_Text_:
Simcheongga is one of the five surviving stories of the Korean pansori storytelling tradition. The other stories are Chunhyangga, Heungbuga, Jeokbyeokga, and Sugungga.


Simcheongga performance by National Theater of Korea

The exact date of when Simcheong story was adapted into a pansori is unknown. According to records, Simcheongga can be found in the Gwanuhui written by Manjae Song in the time of Sunjo of Joseon and also in The History of Joseon Traditional Opera written by Nosik Hung in the 1900s.

Simcheongga is considered to have been made a great piece of art through the contribution of pansori singers' deoneum.

Simcheongga is the most tragic of the five pansori. The story is almost wholly one of grief and sadness. Therefore, the melody sounds low and gloomy as well. In pansori, the feeling of the voice is more important than its purity or beauty: a beautiful voice can't express the joy and grief of living. To express deep sorrow, the pansori requires "a voice like geuneul (shadows)." In Simcheongga, the mystic geneul is important, so only a master singer of pansori is considered to possess the ability to perform Simcheongga well.


There are five acts in the story. Simcheongga is about Simcheong and her father, Sim Hak-Gyu, whom people call Sim-Bongsa (Sim the Blind). She has to take care of her blind father. The sad story is occasionally lightened with humor.

_Direction A_: Recast the rows from the line holding "of the seasoned" through the line holding "of the seared", inclusive, as a Markdown table with columns No. and Line. Number each line and leave out any blank lines.

_Source data_:

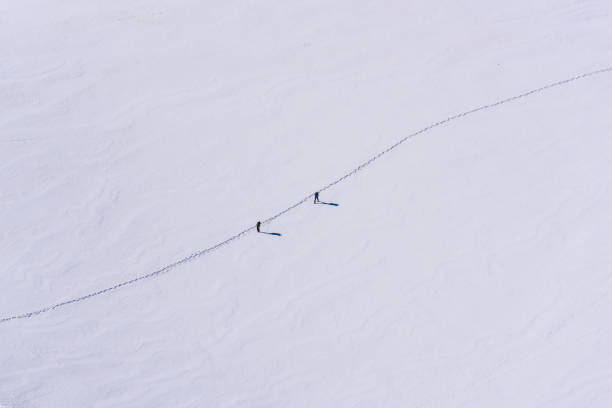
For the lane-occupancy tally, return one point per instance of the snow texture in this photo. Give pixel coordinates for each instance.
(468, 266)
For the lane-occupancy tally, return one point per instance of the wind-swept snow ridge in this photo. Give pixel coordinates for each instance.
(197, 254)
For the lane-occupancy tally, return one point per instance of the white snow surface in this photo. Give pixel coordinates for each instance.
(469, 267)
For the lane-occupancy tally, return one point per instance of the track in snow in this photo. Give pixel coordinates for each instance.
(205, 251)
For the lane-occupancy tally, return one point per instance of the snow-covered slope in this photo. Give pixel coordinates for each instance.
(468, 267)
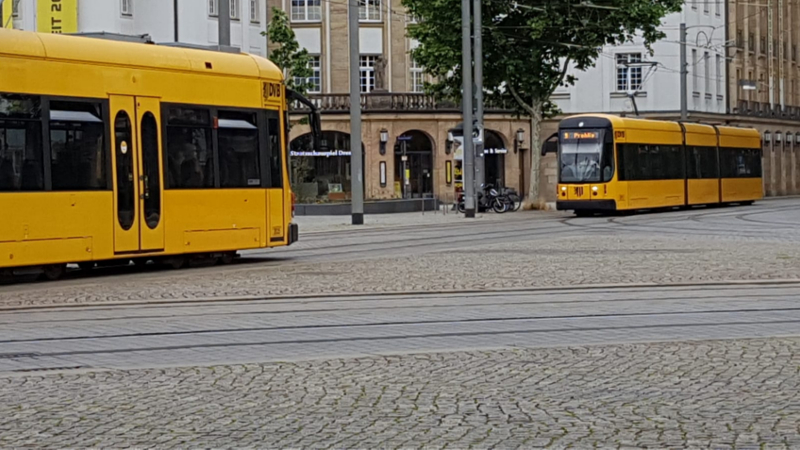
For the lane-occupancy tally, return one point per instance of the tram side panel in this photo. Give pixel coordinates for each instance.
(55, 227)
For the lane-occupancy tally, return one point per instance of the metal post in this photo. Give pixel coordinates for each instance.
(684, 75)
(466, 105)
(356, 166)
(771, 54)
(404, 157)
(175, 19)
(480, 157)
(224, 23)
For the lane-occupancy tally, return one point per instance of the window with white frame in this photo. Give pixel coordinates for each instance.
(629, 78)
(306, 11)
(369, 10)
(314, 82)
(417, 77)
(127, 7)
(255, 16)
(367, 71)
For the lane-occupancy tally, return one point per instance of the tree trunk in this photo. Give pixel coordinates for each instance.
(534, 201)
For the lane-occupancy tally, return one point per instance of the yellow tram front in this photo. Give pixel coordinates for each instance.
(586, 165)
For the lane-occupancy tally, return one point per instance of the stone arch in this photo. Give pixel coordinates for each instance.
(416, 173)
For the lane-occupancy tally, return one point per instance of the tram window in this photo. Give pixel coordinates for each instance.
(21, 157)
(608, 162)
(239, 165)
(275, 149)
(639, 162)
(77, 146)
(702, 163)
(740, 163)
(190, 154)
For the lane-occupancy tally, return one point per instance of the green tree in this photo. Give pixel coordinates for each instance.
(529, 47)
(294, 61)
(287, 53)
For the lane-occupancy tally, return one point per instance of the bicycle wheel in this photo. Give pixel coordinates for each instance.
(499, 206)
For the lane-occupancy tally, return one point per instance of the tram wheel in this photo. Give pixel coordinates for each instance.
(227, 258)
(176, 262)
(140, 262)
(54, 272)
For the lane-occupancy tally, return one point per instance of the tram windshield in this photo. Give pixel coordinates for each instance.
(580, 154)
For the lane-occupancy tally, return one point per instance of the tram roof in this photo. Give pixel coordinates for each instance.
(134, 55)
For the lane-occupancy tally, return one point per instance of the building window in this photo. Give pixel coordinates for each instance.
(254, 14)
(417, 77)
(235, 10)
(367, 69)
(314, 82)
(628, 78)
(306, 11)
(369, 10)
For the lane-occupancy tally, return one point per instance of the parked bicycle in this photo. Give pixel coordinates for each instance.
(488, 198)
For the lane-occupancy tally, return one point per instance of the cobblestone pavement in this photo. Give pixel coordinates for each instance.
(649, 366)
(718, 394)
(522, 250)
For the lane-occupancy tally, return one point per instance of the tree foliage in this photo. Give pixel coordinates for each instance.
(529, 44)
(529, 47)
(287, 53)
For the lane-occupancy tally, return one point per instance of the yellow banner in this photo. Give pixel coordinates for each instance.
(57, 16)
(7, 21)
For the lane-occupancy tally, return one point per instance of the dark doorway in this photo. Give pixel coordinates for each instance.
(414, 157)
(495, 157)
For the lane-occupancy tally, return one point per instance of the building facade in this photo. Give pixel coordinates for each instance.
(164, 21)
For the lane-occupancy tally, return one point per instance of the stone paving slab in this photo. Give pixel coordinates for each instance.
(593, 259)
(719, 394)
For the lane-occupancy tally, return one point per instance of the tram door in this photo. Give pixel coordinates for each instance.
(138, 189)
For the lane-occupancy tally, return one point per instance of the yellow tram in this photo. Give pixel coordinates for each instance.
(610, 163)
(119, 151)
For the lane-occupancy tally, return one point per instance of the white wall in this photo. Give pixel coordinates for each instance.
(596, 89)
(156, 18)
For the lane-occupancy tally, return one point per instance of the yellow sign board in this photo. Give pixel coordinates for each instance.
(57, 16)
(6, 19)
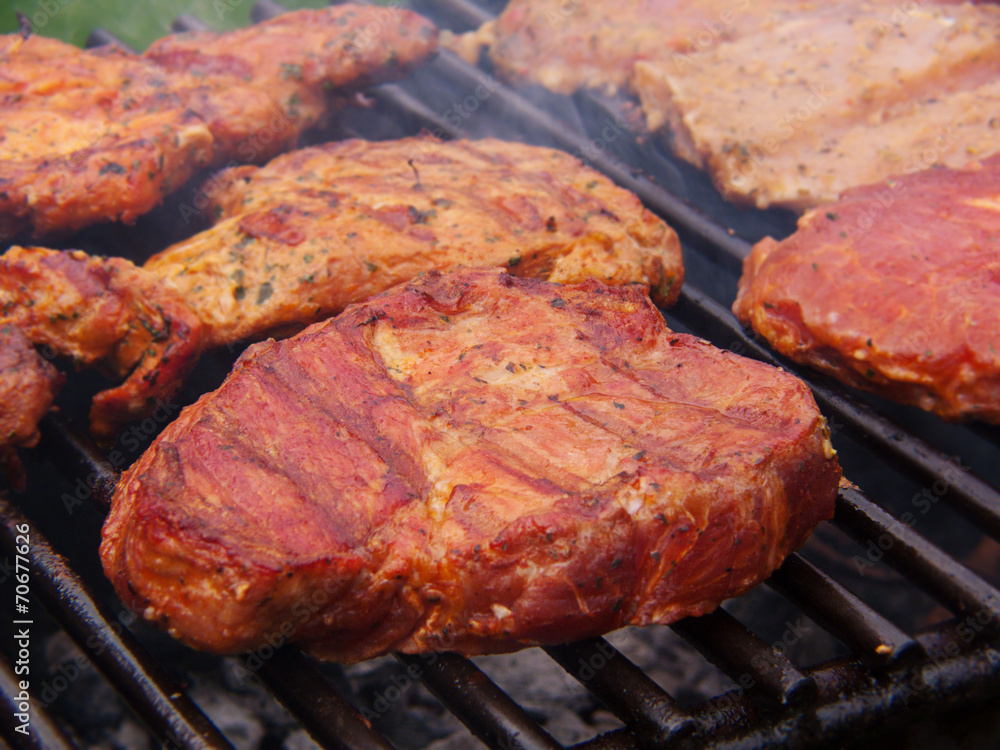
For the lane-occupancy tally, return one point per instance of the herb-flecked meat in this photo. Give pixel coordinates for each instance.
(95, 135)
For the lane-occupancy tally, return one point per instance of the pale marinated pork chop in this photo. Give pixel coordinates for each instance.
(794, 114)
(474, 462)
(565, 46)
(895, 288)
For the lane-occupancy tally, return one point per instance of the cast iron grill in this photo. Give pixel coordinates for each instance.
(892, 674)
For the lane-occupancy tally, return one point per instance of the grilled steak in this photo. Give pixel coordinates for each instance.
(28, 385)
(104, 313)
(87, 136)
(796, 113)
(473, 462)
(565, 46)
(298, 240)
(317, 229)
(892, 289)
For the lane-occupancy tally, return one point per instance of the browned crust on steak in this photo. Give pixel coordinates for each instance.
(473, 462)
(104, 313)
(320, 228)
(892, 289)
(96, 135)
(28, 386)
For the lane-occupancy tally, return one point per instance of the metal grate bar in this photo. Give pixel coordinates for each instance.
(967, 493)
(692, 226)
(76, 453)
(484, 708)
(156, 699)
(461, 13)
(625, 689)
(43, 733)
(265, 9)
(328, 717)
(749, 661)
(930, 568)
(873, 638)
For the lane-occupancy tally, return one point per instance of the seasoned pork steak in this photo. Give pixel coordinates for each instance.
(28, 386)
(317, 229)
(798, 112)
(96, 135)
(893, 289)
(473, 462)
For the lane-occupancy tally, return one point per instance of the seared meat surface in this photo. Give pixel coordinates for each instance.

...

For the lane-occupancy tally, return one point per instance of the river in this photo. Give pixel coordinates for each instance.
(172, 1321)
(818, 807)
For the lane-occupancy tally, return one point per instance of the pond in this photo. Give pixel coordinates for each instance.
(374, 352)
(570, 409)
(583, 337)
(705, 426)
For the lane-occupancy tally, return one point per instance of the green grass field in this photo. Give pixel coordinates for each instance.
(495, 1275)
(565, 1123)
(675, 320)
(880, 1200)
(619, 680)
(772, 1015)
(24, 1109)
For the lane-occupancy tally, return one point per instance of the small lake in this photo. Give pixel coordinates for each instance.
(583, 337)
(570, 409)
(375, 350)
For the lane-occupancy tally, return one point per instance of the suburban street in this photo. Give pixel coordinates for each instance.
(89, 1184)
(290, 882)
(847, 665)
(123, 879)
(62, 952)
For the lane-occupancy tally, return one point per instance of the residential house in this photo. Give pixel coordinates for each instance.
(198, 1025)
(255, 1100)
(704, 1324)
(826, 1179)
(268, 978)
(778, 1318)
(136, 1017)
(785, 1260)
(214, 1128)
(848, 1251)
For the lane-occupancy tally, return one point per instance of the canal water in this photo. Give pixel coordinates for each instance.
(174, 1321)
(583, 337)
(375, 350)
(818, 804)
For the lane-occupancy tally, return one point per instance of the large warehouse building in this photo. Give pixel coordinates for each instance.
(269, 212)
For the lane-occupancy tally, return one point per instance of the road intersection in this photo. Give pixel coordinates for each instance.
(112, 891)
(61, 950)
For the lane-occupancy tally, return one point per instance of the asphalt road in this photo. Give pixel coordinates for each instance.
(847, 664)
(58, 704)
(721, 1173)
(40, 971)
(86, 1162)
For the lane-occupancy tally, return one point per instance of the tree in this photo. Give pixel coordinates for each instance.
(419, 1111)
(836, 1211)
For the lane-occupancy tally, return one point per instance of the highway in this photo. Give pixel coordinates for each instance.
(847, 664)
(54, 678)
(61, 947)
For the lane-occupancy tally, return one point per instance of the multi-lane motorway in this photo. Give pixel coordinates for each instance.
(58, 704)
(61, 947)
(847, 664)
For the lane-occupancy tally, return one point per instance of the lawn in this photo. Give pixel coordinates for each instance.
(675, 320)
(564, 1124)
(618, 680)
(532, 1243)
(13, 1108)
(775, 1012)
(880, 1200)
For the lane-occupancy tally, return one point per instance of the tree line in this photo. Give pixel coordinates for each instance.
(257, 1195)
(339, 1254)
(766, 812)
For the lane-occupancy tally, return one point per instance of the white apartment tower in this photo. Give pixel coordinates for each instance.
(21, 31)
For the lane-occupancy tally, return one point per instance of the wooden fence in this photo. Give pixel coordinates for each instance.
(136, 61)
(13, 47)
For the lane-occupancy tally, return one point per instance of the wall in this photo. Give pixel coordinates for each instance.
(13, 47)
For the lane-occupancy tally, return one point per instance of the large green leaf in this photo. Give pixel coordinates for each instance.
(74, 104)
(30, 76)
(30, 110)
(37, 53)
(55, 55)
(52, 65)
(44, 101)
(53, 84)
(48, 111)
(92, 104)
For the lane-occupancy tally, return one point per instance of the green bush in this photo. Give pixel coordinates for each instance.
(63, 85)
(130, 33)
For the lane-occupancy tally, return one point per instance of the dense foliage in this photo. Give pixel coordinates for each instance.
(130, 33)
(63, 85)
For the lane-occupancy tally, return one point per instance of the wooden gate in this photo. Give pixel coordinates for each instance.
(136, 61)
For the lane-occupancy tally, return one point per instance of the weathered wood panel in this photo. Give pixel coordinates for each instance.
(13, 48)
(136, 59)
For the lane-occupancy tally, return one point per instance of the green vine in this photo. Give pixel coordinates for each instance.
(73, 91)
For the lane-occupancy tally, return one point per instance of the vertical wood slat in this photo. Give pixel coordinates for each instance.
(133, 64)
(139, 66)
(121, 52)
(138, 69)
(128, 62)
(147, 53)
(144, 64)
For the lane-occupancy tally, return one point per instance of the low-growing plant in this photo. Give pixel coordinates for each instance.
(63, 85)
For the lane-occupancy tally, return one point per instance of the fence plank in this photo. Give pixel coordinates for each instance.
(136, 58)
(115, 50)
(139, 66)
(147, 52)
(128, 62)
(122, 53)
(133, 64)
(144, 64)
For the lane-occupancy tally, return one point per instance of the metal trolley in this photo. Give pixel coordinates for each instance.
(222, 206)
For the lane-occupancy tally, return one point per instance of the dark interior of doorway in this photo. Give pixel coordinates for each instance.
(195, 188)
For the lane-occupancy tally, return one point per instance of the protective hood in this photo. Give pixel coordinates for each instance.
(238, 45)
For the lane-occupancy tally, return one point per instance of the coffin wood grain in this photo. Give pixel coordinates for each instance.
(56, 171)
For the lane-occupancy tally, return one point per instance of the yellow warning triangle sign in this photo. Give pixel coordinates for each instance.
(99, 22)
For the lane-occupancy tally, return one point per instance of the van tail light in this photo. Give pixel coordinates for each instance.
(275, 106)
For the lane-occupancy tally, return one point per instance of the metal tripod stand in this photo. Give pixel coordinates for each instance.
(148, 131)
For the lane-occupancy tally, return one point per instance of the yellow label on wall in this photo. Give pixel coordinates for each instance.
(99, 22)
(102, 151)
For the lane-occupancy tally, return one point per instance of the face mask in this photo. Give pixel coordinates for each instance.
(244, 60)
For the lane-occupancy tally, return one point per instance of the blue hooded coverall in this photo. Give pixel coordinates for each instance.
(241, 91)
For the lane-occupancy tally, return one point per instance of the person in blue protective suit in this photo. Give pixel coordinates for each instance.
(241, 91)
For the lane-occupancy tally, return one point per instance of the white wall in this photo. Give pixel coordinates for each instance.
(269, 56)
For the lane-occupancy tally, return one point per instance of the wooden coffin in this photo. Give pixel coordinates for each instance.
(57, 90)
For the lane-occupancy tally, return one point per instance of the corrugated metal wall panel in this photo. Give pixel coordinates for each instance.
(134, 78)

_Direction B_: Print, word for word, the part of the Simcheongga text between "The exact date" and "in the 1900s.", inclusive.

_Answer A_:
| No. | Line |
|---|---|
| 1 | For the lane-occupancy tally, return one point per instance of the seasoned pork steak in this photo. Give pixel coordinates for each instance. |
| 2 | (28, 386) |
| 3 | (317, 229) |
| 4 | (798, 112) |
| 5 | (96, 135) |
| 6 | (893, 289) |
| 7 | (473, 462) |
| 8 | For the lane-occupancy tally, return one point per instance of the seared meat surface in this photo. Give pixel coordinates for each instance. |

_Answer B_:
The exact date of when Simcheong story was adapted into a pansori is unknown. According to records, Simcheongga can be found in the Gwanuhui written by Manjae Song in the time of Sunjo of Joseon and also in The History of Joseon Traditional Opera written by Nosik Hung in the 1900s.